BEGIN MATERIAL FOR THIS EXERCISE

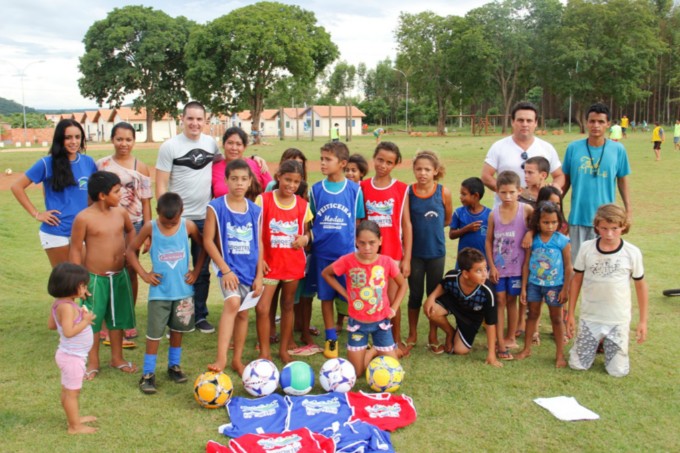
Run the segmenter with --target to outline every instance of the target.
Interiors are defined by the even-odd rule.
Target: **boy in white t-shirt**
[[[615,377],[629,372],[628,334],[631,320],[630,279],[640,310],[636,338],[647,339],[647,282],[640,249],[621,239],[630,224],[626,211],[614,204],[597,209],[593,221],[600,237],[586,241],[574,262],[574,277],[569,291],[567,335],[574,336],[576,301],[581,294],[578,335],[571,348],[569,366],[587,370],[593,364],[598,343],[604,339],[604,366]]]

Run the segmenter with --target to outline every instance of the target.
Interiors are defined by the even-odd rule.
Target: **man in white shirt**
[[[538,109],[530,102],[518,102],[512,107],[512,135],[498,140],[491,145],[484,159],[482,181],[489,189],[496,192],[496,175],[505,170],[519,175],[522,187],[524,182],[524,162],[530,157],[543,156],[550,162],[552,185],[562,190],[564,173],[562,163],[555,148],[548,142],[536,138],[534,131],[538,125]],[[494,198],[494,206],[500,204],[498,194]]]

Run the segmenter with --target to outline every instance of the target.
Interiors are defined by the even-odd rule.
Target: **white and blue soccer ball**
[[[396,392],[403,380],[404,368],[394,357],[378,356],[366,368],[366,381],[376,392]]]
[[[271,360],[257,359],[246,365],[242,379],[246,392],[253,396],[267,396],[279,386],[279,370]]]
[[[314,370],[305,362],[290,362],[281,370],[281,388],[288,395],[301,396],[314,387]]]
[[[319,384],[327,392],[349,392],[356,381],[357,374],[349,360],[327,360],[319,371]]]

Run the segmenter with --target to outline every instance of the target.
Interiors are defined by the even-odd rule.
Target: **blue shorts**
[[[314,258],[314,261],[316,262],[316,266],[315,266],[316,269],[314,270],[314,275],[316,276],[316,288],[317,288],[316,291],[317,291],[317,297],[319,298],[319,300],[322,300],[322,301],[323,300],[330,300],[330,301],[332,301],[336,297],[338,297],[342,300],[345,300],[345,298],[342,297],[339,292],[334,290],[331,287],[331,285],[326,283],[326,280],[324,280],[324,278],[321,276],[321,271],[323,271],[328,266],[333,264],[335,262],[335,260],[327,260],[327,259],[324,259],[324,258],[316,257],[316,258]],[[313,267],[310,266],[310,269],[313,269]],[[314,277],[312,277],[312,278],[314,278]],[[338,282],[340,282],[340,284],[342,286],[345,286],[345,276],[344,275],[336,276],[335,278],[338,279]],[[309,287],[305,288],[305,290],[307,290],[307,289],[309,289]]]
[[[377,351],[392,351],[397,345],[392,336],[392,323],[389,319],[377,322],[361,322],[354,318],[347,321],[347,350],[362,351],[368,347],[368,336],[373,338]]]
[[[496,293],[519,296],[522,292],[522,277],[501,277],[496,284]]]
[[[527,302],[541,303],[545,301],[549,307],[561,307],[559,302],[560,291],[563,285],[538,286],[531,282],[527,284]]]

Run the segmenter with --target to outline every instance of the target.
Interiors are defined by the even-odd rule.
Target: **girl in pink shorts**
[[[47,291],[56,300],[48,320],[48,327],[59,332],[59,348],[54,358],[61,370],[61,404],[66,412],[69,434],[88,434],[97,428],[85,423],[96,417],[81,417],[78,397],[85,378],[85,361],[92,348],[95,315],[79,306],[75,299],[84,299],[90,274],[76,264],[58,264],[50,274]],[[89,377],[89,376],[88,376]]]

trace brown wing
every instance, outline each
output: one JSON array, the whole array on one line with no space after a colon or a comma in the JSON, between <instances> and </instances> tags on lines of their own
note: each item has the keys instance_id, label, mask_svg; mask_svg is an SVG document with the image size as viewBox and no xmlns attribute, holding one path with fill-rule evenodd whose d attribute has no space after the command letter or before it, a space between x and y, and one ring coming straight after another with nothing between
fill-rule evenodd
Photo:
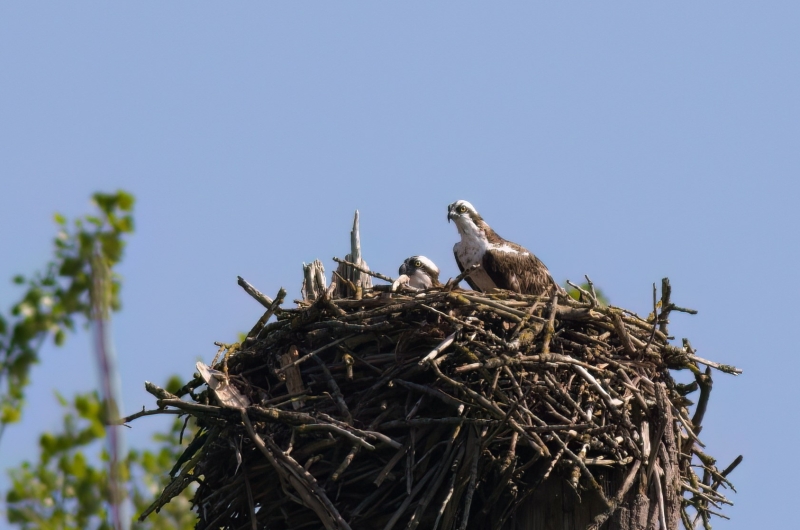
<instances>
[{"instance_id":1,"label":"brown wing","mask_svg":"<svg viewBox=\"0 0 800 530\"><path fill-rule=\"evenodd\" d=\"M499 289L549 294L557 286L544 263L524 249L519 254L489 250L483 255L482 265Z\"/></svg>"},{"instance_id":2,"label":"brown wing","mask_svg":"<svg viewBox=\"0 0 800 530\"><path fill-rule=\"evenodd\" d=\"M453 257L456 258L456 265L458 265L459 272L464 272L464 266L458 260L458 254L456 254L456 249L455 248L453 248ZM475 282L473 282L472 279L470 279L469 276L464 278L464 280L467 282L467 284L469 284L469 286L472 288L473 291L480 291L480 289L478 289L478 286L475 285Z\"/></svg>"}]
</instances>

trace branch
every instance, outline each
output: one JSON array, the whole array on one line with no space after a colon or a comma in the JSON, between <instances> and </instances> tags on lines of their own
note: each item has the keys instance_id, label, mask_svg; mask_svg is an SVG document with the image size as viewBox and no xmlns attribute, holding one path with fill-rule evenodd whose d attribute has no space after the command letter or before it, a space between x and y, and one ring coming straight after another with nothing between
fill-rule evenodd
<instances>
[{"instance_id":1,"label":"branch","mask_svg":"<svg viewBox=\"0 0 800 530\"><path fill-rule=\"evenodd\" d=\"M272 305L272 299L269 296L263 294L261 291L250 285L247 280L241 276L237 276L236 278L238 280L237 283L242 286L242 289L244 289L247 294L255 298L259 304L269 309L269 306Z\"/></svg>"},{"instance_id":2,"label":"branch","mask_svg":"<svg viewBox=\"0 0 800 530\"><path fill-rule=\"evenodd\" d=\"M334 257L333 261L335 261L336 263L340 263L342 265L347 265L349 267L353 267L355 270L357 270L359 272L363 272L364 274L372 276L373 278L378 278L379 280L383 280L385 282L394 283L394 278L386 276L385 274L381 274L380 272L371 271L371 270L369 270L367 268L364 268L361 265L356 265L355 263L353 263L351 261L347 261L347 260L344 260L344 259L341 259L341 258L337 258L337 257Z\"/></svg>"}]
</instances>

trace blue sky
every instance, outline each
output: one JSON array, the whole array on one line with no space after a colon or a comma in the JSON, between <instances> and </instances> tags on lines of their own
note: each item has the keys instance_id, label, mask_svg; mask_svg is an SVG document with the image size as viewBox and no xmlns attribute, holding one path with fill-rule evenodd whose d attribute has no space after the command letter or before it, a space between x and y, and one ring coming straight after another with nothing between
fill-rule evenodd
<instances>
[{"instance_id":1,"label":"blue sky","mask_svg":"<svg viewBox=\"0 0 800 530\"><path fill-rule=\"evenodd\" d=\"M0 4L0 307L3 278L50 256L54 211L132 192L114 321L132 412L145 380L190 376L261 315L237 275L296 297L358 208L372 268L425 254L454 276L446 206L467 199L616 305L646 313L670 277L700 311L671 331L745 370L715 375L705 420L709 452L745 455L715 527L786 526L798 27L779 1ZM42 352L0 467L58 426L54 389L96 385L88 344ZM163 426L138 420L129 444Z\"/></svg>"}]
</instances>

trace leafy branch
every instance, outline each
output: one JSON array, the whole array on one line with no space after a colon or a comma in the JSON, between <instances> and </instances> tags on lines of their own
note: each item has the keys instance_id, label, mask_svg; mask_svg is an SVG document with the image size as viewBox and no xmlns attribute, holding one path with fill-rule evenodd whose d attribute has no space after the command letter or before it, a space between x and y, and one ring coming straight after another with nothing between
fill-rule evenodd
<instances>
[{"instance_id":1,"label":"leafy branch","mask_svg":"<svg viewBox=\"0 0 800 530\"><path fill-rule=\"evenodd\" d=\"M111 272L103 282L104 292L94 293L95 300L102 298L102 305L112 311L120 308L121 278L113 267L122 258L125 235L133 232L134 198L120 190L95 193L92 199L95 215L70 223L55 214L55 258L44 270L13 279L25 292L10 314L0 314L0 436L6 425L20 419L30 369L39 361L42 345L52 337L61 346L77 323L91 321L96 291L92 280L98 267Z\"/></svg>"},{"instance_id":2,"label":"leafy branch","mask_svg":"<svg viewBox=\"0 0 800 530\"><path fill-rule=\"evenodd\" d=\"M173 392L180 387L175 377L167 384ZM65 410L63 426L59 432L40 437L38 461L24 462L10 471L6 517L21 529L110 530L109 455L100 443L106 435L105 406L96 392L79 394L71 403L61 396L58 399ZM120 460L121 489L134 513L144 510L152 502L153 491L169 482L167 472L197 431L194 422L189 422L188 428L184 425L184 419L176 418L166 434L154 436L153 449L131 450ZM96 455L91 453L93 448L97 448ZM192 495L192 488L184 490L162 508L160 517L146 523L133 521L131 528L193 528Z\"/></svg>"}]
</instances>

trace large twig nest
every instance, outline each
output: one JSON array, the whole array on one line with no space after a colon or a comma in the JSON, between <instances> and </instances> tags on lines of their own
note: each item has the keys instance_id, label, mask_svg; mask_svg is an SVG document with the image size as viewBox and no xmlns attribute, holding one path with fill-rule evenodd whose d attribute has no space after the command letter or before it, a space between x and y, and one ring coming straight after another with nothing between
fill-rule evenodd
<instances>
[{"instance_id":1,"label":"large twig nest","mask_svg":"<svg viewBox=\"0 0 800 530\"><path fill-rule=\"evenodd\" d=\"M727 503L727 471L696 439L698 365L737 371L669 344L668 289L647 319L585 291L282 298L262 295L266 318L191 401L153 389L202 427L153 509L192 481L198 528L533 529L553 499L582 527L676 528ZM670 369L697 376L693 419Z\"/></svg>"}]
</instances>

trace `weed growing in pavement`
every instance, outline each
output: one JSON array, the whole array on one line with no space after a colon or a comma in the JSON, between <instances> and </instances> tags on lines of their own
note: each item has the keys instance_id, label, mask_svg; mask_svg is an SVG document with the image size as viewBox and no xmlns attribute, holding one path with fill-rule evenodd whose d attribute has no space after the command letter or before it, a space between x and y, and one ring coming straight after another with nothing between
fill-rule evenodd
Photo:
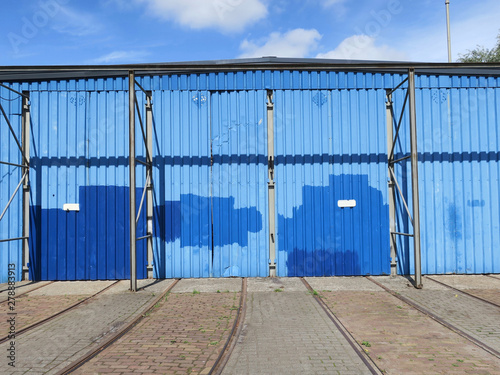
<instances>
[{"instance_id":1,"label":"weed growing in pavement","mask_svg":"<svg viewBox=\"0 0 500 375\"><path fill-rule=\"evenodd\" d=\"M219 289L217 289L217 293L220 293L220 290L219 290Z\"/></svg>"},{"instance_id":2,"label":"weed growing in pavement","mask_svg":"<svg viewBox=\"0 0 500 375\"><path fill-rule=\"evenodd\" d=\"M179 358L180 358L180 359L186 359L186 356L185 356L185 355L183 355L183 354L181 354L181 355L179 356Z\"/></svg>"},{"instance_id":3,"label":"weed growing in pavement","mask_svg":"<svg viewBox=\"0 0 500 375\"><path fill-rule=\"evenodd\" d=\"M210 342L210 345L212 345L212 346L213 346L213 345L217 345L218 343L219 343L218 341L211 341L211 342Z\"/></svg>"},{"instance_id":4,"label":"weed growing in pavement","mask_svg":"<svg viewBox=\"0 0 500 375\"><path fill-rule=\"evenodd\" d=\"M457 359L457 362L464 363L463 359Z\"/></svg>"},{"instance_id":5,"label":"weed growing in pavement","mask_svg":"<svg viewBox=\"0 0 500 375\"><path fill-rule=\"evenodd\" d=\"M189 344L189 341L186 340L186 341L183 342L183 344Z\"/></svg>"},{"instance_id":6,"label":"weed growing in pavement","mask_svg":"<svg viewBox=\"0 0 500 375\"><path fill-rule=\"evenodd\" d=\"M368 341L363 341L361 343L361 345L366 346L367 348L369 348L370 346L372 346L372 344L370 344Z\"/></svg>"},{"instance_id":7,"label":"weed growing in pavement","mask_svg":"<svg viewBox=\"0 0 500 375\"><path fill-rule=\"evenodd\" d=\"M397 307L398 309L402 309L402 308L403 308L403 306L399 306L399 305L397 305L396 307Z\"/></svg>"},{"instance_id":8,"label":"weed growing in pavement","mask_svg":"<svg viewBox=\"0 0 500 375\"><path fill-rule=\"evenodd\" d=\"M171 344L175 344L176 342L177 342L177 340L170 340Z\"/></svg>"},{"instance_id":9,"label":"weed growing in pavement","mask_svg":"<svg viewBox=\"0 0 500 375\"><path fill-rule=\"evenodd\" d=\"M279 292L282 292L282 291L283 291L283 289L277 288L277 289L274 289L274 291L275 291L276 293L279 293Z\"/></svg>"}]
</instances>

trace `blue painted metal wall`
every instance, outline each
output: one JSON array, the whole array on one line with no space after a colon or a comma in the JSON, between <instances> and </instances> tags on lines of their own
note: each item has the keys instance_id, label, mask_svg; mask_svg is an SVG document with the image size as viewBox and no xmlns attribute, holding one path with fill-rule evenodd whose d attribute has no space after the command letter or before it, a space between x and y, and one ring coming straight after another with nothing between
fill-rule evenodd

END MATERIAL FOR THIS EXERCISE

# [WORK REQUEST]
Find every line in the records that has the word "trace". Copy those lines.

# [OUTPUT OF THE EXERCISE]
trace brown wing
trace branch
trace blue sky
trace leafy branch
trace large twig nest
trace `weed growing in pavement`
trace `blue painted metal wall`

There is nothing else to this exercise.